* **Description of the task**
Copy word for word the part of the blog excerpt below that runs from "I've mentioned this" to "pursuits in comparison.".

* **Text under study**
★ ★ ★ ★

I don't know what it is, but there's either been a lot of great Asian cinema in the past few years, or else DVDs are just now being cut for Region 1. Either way, I like it. I've been on a real tear of watching movies from the library in general, and I hope to write up my impressions of a few more of them soon.

Sunday, November 04, 2007

IPhones and Laughingstocks

So, when the iphone was introduced, I was probably one of the few people in America who just didn't care. I say "America" because of what Mossberg writes below - a lot of the world didn't understand the buzz over iPhone, either, I'm sure. I was more interested in the Apple Tv, but everyone was tripping over themselves to talk about how Apple's entry into the mobile world is "changing everything". Which I just found puzzling. Oh sure, Apple fans will buy it. And people who fetishize over consumer electronics and other trinkets will buy it and/or chatter about it incessantly.

Here's why I find it puzzling - people who have used the iPhone interface will say "it's just amazing", but almost never really can articulate why. How does a new interface change everything about an experience that's terrible from a consumer level as a whole? And the iPhone actually makes that experience *worse* - by having only one provider, and picking a slow network. Yawn, okay, you can touch your interface and have it do stuff? How about choice of altering it without accidentally bricking it? How about being able to switch providers?

And don't think I'm just some Apple hater. My dad bought one of the first Macs and I remember it fondly. I used it for many a high school paper, and I also used a Mac all the way through university. I own an iPod (my second one, actually), and I've kicked around the idea of getting an OS X machine. I just think a lot of Apple fans uncritically adopt whatever thinking Apple wants them to adopt...and they buy whatever Apple wants them to buy. I overheard one Apple fanboy at work talk, with great fanfare, about something that Leopard adds to the mix, and it's something that Linux has had for well over a decade. From what he was describing, it's called virtual desktops. XGL can even spin the desktops in 3D for a few years, too. I smiled and kept that one to myself, since this person has never been able to speak about Apple in a rational way.

Anyway, it looks like I'm not the only one who thinks that the world of cellphones needs a real shakeup and some real changes. Mossberg, a person who's opinion I value for the most part, has written a great op-ed about the cellphone industry in America, saying that we in America are basically laughingstocks when it comes to the state we're in, and comparing it to Soviet Russia.

Keep your touch interface for now; I want real changes. I've bought the hardware; I'd like to think the phone is *mine*, not the carrier's, and not the manufacturer's. The current state truly is an embarrassing one.

Who knows, when my contract on my Blackberry is up, I may just look around and find that the version of iPhone offered at that time is an attractive one and I just may buy one. But I won't be so brainwashed as to go around saying that Apple has "changed everything".

Thursday, November 01, 2007

Rapture - How Biotech Became The New Religion

I've mentioned this before, but I think there are changes on the horizon that are going to make today's "culture wars" over things like stem cells and abortion look like childish pursuits in comparison.

So I've been on a tear trying to catch up on the who, the how, etc, and so have been trying to fit in a few books on transhumanism. This book covers the personalities behind these changes - the people on the fringe, the authors that inspired them, and the people in mainstream science that are on the forefront of manifesting these things.

It tends to jump around a bit more than I'd like, but it does try to cover a lot of territory in just over 200 pages, so that may be why. Given the range trying to be covered, it could have been doubled in size, I think.

Interestingly, the book talks about Venter a lot, and he was just on the Colbert Report this week. Go figure.

★ ★ ★ ★

Photo-based referring expression data:

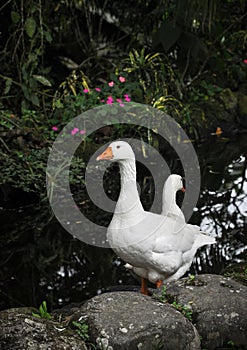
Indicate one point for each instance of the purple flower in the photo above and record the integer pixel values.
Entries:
(74, 131)
(127, 98)
(121, 79)
(110, 100)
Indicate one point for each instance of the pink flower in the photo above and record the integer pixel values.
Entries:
(110, 100)
(121, 79)
(74, 131)
(127, 98)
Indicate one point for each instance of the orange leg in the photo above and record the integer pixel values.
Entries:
(159, 283)
(144, 286)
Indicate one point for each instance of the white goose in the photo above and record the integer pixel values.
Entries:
(157, 247)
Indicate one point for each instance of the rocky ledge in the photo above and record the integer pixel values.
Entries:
(203, 312)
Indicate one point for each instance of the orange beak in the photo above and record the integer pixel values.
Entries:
(106, 155)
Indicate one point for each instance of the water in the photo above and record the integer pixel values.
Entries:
(41, 261)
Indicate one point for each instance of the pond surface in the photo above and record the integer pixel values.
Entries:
(41, 261)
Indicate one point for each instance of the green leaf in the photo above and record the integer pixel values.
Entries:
(30, 26)
(41, 79)
(15, 16)
(34, 99)
(8, 84)
(58, 104)
(48, 36)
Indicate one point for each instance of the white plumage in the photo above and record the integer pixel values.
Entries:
(158, 247)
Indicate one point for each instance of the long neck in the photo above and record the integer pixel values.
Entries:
(128, 202)
(170, 207)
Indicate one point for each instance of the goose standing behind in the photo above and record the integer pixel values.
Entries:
(155, 246)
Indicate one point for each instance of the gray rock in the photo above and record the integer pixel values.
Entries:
(19, 330)
(132, 321)
(219, 307)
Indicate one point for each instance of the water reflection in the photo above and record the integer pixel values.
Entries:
(41, 261)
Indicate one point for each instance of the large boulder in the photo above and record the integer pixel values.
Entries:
(131, 321)
(218, 307)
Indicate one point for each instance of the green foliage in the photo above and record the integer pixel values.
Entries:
(184, 309)
(81, 329)
(43, 313)
(167, 298)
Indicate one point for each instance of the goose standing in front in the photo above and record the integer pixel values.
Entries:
(156, 246)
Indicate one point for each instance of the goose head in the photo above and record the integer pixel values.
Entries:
(117, 151)
(175, 182)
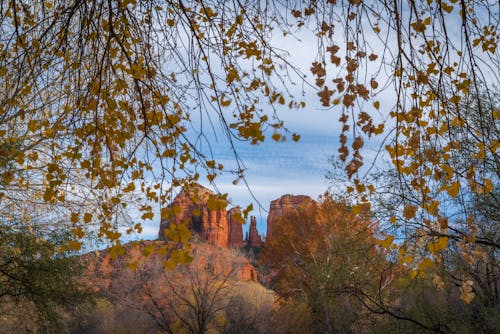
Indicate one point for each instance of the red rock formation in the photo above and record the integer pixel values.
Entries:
(234, 222)
(280, 206)
(254, 239)
(192, 207)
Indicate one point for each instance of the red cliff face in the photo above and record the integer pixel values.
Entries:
(279, 207)
(192, 206)
(234, 222)
(254, 239)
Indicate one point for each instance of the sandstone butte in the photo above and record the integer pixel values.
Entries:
(102, 272)
(279, 207)
(220, 227)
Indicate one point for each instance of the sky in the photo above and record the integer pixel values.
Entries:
(275, 169)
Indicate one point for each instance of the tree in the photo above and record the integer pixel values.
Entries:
(100, 98)
(37, 279)
(325, 255)
(406, 48)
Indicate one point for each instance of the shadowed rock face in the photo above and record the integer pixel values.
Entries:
(279, 207)
(254, 239)
(235, 237)
(192, 207)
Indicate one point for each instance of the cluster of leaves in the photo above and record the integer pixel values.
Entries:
(103, 102)
(438, 77)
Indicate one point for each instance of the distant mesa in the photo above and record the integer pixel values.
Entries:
(281, 206)
(221, 227)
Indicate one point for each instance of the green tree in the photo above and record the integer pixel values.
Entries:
(39, 284)
(325, 255)
(101, 100)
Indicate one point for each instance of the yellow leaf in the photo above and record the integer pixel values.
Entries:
(426, 263)
(467, 294)
(74, 245)
(78, 232)
(441, 244)
(74, 217)
(387, 242)
(433, 207)
(147, 215)
(409, 211)
(453, 189)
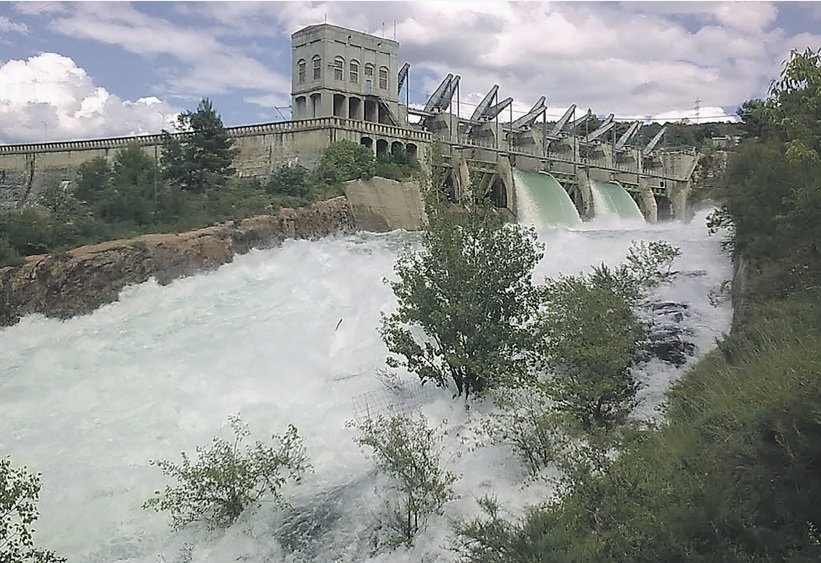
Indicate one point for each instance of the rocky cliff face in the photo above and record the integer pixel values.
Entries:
(83, 279)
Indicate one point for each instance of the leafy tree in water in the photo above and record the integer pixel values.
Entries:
(406, 448)
(588, 335)
(19, 491)
(225, 480)
(463, 299)
(202, 158)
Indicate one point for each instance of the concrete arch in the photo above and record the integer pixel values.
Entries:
(340, 105)
(381, 147)
(368, 142)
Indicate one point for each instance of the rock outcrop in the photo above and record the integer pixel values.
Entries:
(81, 280)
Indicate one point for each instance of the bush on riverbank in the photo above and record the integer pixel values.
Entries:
(129, 197)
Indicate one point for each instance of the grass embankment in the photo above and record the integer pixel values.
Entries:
(131, 196)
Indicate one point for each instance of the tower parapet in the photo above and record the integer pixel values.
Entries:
(339, 72)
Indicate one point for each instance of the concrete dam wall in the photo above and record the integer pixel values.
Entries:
(28, 170)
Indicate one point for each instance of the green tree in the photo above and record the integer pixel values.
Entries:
(225, 480)
(202, 157)
(463, 300)
(290, 180)
(588, 335)
(407, 449)
(343, 161)
(754, 117)
(590, 340)
(129, 193)
(19, 491)
(92, 179)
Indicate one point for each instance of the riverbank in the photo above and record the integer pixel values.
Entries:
(81, 280)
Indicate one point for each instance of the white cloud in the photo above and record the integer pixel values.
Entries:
(207, 67)
(633, 58)
(7, 25)
(47, 97)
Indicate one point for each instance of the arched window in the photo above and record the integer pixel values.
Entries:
(383, 78)
(300, 71)
(317, 67)
(354, 74)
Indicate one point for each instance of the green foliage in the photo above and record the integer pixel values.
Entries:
(228, 477)
(343, 161)
(8, 254)
(407, 449)
(587, 336)
(290, 180)
(590, 338)
(469, 291)
(732, 477)
(526, 420)
(19, 491)
(202, 158)
(755, 118)
(771, 192)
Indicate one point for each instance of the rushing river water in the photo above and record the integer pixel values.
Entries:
(287, 335)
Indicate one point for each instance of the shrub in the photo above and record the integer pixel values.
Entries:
(8, 254)
(290, 180)
(19, 491)
(588, 336)
(405, 448)
(345, 160)
(471, 316)
(526, 421)
(225, 480)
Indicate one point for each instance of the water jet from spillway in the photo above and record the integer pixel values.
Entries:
(542, 201)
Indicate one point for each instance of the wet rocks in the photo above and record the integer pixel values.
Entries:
(667, 335)
(81, 280)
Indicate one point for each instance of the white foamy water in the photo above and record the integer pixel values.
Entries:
(89, 401)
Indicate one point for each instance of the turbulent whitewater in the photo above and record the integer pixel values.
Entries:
(287, 335)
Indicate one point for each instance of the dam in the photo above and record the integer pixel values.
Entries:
(348, 85)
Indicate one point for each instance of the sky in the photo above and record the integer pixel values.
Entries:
(73, 70)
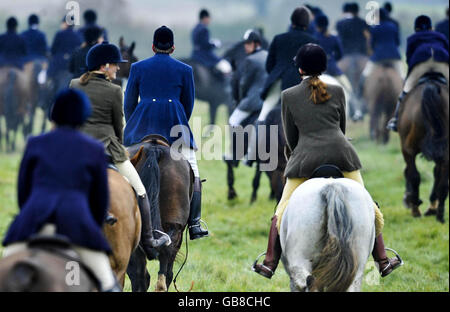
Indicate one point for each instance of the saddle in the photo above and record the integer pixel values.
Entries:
(60, 246)
(432, 76)
(156, 139)
(327, 171)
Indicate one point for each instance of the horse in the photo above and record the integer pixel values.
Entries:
(127, 54)
(327, 233)
(124, 232)
(381, 91)
(46, 265)
(169, 185)
(14, 97)
(423, 128)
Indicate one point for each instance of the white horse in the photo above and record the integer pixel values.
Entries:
(327, 233)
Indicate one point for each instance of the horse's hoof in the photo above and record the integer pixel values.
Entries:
(431, 212)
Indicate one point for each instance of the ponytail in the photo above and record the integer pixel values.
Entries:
(318, 90)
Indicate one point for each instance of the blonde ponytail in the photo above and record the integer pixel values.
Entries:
(318, 89)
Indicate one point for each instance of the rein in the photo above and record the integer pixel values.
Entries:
(179, 270)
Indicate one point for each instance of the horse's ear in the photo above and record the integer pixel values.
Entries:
(137, 157)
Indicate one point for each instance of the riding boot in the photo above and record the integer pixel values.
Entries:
(273, 254)
(195, 229)
(385, 265)
(147, 240)
(392, 123)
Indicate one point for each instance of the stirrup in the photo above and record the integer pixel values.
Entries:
(169, 241)
(396, 255)
(256, 262)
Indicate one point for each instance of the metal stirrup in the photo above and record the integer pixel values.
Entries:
(169, 241)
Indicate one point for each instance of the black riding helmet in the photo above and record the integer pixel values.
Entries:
(312, 59)
(103, 53)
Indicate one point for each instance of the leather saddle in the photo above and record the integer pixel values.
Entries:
(327, 171)
(432, 76)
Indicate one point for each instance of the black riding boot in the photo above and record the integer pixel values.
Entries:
(392, 124)
(195, 229)
(147, 240)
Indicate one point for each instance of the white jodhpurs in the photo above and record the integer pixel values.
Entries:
(127, 169)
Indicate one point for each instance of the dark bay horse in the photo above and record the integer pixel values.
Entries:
(45, 268)
(381, 91)
(125, 233)
(169, 185)
(14, 98)
(423, 128)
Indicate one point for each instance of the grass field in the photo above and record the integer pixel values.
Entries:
(238, 230)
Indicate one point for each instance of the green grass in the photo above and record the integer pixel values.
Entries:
(238, 230)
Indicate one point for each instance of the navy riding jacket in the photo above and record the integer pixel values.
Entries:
(65, 43)
(203, 49)
(63, 181)
(424, 45)
(333, 47)
(385, 40)
(36, 43)
(351, 33)
(165, 87)
(12, 50)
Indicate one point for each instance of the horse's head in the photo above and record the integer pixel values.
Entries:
(127, 54)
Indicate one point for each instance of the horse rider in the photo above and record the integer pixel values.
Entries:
(35, 40)
(12, 46)
(203, 46)
(385, 42)
(388, 7)
(90, 20)
(427, 51)
(251, 76)
(353, 31)
(333, 48)
(92, 36)
(314, 120)
(65, 42)
(442, 26)
(165, 87)
(63, 189)
(280, 65)
(106, 125)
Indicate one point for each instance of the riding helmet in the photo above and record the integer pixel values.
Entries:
(101, 54)
(422, 22)
(71, 108)
(163, 38)
(312, 59)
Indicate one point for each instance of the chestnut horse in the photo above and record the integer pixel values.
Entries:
(169, 185)
(123, 235)
(423, 128)
(381, 91)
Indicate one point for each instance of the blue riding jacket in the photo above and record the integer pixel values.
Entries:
(424, 45)
(333, 47)
(12, 50)
(203, 49)
(63, 181)
(384, 40)
(64, 44)
(166, 90)
(36, 43)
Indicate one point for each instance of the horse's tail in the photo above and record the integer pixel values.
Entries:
(150, 177)
(435, 143)
(335, 268)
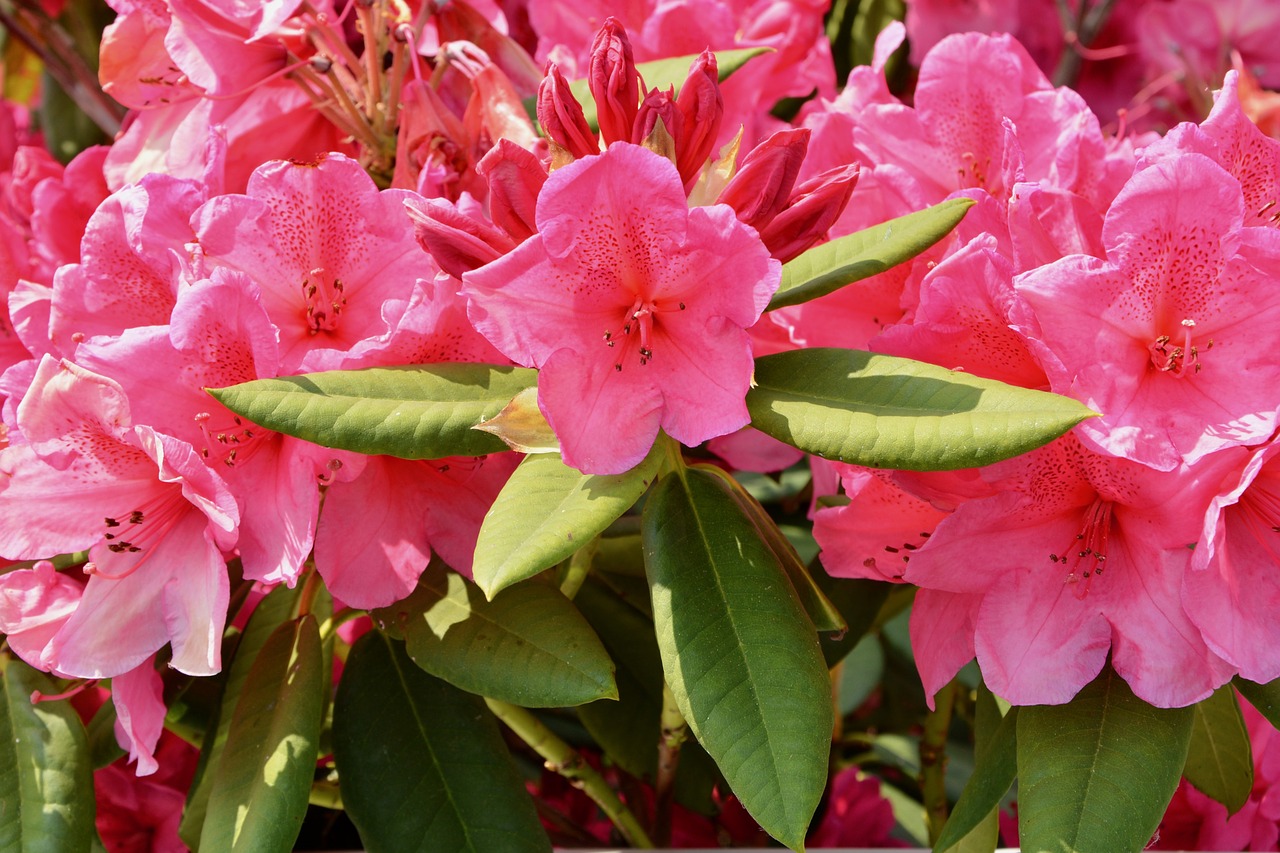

★ ★ ★ ★

* **Answer to this exercise**
I've mentioned this before, but I think there are changes on the horizon that are going to make today's "culture wars" over things like stem cells and abortion look like childish pursuits in comparison.